◆ Your instructions ◆
Pick up the forum thread on Victron Power Assist and current limits after its last sentence and keep it going.

** begin Extracted text **

Victron Power Assist

Hi All

Our muni has moved to a “Rand charge/amp of supply” model and I am keen to limit my draw from the Muni. I have a 20a option for breaker size.

Currently Power Assist on the Multi II is set to off.

Is it worth setting Power Assist to On for those times when I need to use more than 20a from the muni and supplement with the battery as needed?

I have read all the docs and community posts and feel it’s needed - I would set the Input Current Limit to 20a on the GX as well.

If you don’t have a grid meter, then just set the AC input current limit (in VE.Configure) to 20A, and leave the GX setting alone.

If you have a grid meter, then set the limit on the GX to 20A, and you might as well leave the one on the inverter itself alone (especially if you have AC-coupled PV in front of the inverter).

As usual, the implementation in the Multi is way faster. But breakers only trip instantaneously if you exceed 500% I_n.

If the battery reaches ESS minsoc, it stops shaving the peak, unless you enable the option to allow peakshaving under minsoc. If you enable that option, note that the Multi will use significantly more battery power at minsoc, because it cannot turn off the “bridge”, it has to keep it alive in case a peak has to be shaved.

** end Extracted text **
** begin Data **

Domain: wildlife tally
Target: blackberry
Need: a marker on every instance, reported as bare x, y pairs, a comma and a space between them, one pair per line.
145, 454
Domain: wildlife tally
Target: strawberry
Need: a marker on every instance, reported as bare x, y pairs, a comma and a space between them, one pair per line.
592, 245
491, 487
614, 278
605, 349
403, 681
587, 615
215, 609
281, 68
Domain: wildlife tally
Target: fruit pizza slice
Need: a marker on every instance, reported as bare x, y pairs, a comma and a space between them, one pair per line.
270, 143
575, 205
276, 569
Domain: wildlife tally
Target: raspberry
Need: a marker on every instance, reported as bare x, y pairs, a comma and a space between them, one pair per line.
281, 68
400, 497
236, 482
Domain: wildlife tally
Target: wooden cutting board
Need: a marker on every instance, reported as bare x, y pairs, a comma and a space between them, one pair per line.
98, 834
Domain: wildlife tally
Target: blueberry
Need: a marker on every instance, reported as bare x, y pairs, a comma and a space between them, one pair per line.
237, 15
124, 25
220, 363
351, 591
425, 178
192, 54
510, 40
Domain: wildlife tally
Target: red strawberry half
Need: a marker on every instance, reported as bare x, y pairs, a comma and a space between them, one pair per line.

** end Data **

◆ Reply ◆
So do I still need to check Power Assist (leave Boost Factor at 2.0) in VEConfig?

Technically you don’t have to… when you use the GX implementation with the grid meter, then it calculates setpoints that will result in a current that should not exceed 20A, and as long as nothing prevents the Multi from doing that (eg running too hot, a BMS limiting discharge power, SOC being too low), it will do it.

If you do enable both (leave the boost factor at defaults… I don’t know exactly what it does, it is fine at the default), then the one configured on the Multi will apply to the input of the Multi (so loads on the output of the Multi will pull from the battery to keep the input below the limit), while the other one will apply to the overall grid connection measured at the meter. It goes without saying that if you configure the one on the Multi too low… you can shoot yourself in the foot.

Edit: Example, we have a customer that has an EV charger on the output of the Multi, and a PV-inverter on the input side. He wants the grid limited at 20A, his EV charger can pull up to 40A, and his PV-inverter (in full sun) can provide an addition 20A or so. He therefore must set his AC input current limit (the one in the Multi) to no less than 40A… otherwise it cannot import the full 20A from the grid plus the 20A the PV-inverter is making. He does however like to put another limit there, as a kind of belt-and-suspenders approach.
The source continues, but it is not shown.